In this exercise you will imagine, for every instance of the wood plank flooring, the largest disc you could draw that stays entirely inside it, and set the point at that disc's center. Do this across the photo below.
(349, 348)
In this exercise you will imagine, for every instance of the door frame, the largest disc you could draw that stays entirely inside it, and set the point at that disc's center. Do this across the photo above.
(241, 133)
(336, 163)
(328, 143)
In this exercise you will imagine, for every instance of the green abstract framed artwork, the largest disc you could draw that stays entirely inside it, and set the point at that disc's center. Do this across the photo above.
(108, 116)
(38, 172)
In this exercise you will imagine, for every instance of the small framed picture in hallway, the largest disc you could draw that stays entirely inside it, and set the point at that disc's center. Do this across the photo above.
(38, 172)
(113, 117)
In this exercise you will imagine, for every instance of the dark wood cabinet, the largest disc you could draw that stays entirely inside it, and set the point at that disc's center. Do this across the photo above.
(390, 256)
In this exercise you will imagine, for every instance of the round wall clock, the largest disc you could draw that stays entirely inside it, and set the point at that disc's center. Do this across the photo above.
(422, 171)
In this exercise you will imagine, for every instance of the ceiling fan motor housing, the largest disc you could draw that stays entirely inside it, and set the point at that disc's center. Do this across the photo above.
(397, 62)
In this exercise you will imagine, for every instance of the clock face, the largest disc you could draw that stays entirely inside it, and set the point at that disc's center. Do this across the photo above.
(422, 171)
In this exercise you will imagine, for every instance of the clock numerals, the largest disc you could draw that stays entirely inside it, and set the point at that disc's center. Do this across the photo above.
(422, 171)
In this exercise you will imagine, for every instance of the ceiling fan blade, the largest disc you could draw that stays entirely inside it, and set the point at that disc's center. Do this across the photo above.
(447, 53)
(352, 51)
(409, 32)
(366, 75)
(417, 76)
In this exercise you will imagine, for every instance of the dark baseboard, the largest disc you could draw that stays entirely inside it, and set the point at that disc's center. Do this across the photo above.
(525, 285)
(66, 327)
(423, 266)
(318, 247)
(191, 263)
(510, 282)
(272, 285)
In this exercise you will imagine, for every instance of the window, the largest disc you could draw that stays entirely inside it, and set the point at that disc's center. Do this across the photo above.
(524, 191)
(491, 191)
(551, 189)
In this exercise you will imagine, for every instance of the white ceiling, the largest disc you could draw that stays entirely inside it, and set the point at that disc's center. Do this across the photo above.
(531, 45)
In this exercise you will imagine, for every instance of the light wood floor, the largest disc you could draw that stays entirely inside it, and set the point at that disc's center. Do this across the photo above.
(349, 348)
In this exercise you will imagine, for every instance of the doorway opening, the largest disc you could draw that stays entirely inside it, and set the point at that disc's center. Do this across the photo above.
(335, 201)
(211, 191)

[EXERCISE OBJECTIVE] Rewrite the lines from the one containing "dark baseboard, the" through the last line, inclusive, replacing "disc" with "circle" and leaving everything else unchanged.

[TASK RESPONSE]
In this exercise you will imagine, for every instance of the dark baseboard, the largest circle you could draw that stays entirely inside it, and set the point at that circle's center. Do this across the photo above.
(525, 285)
(66, 327)
(423, 266)
(318, 247)
(191, 263)
(510, 282)
(272, 285)
In this exercise you will imagine, for every instance of the window, the largest circle you could draw that stays entirely inside it, and set the point at that circle's center. Do this across the photo above.
(524, 191)
(491, 191)
(551, 189)
In this exercise you will imagine, for every instance of the white ceiling, the largest circle you could draw that stays entirely inside it, and set the point at that circle's center. Do this across the photo above.
(531, 45)
In this exercise you will imagine, for every instance of the light wood floor, the largest circle you could draw that stays entirely inside it, and set the point at that circle's center. Do this across the photo above.
(349, 348)
In this exercise you will imagine, for every instance of the doorway opening, the largest circle you could draw that stays entirely inside it, and set the point at that circle's center. Do this across the photo above.
(335, 201)
(211, 191)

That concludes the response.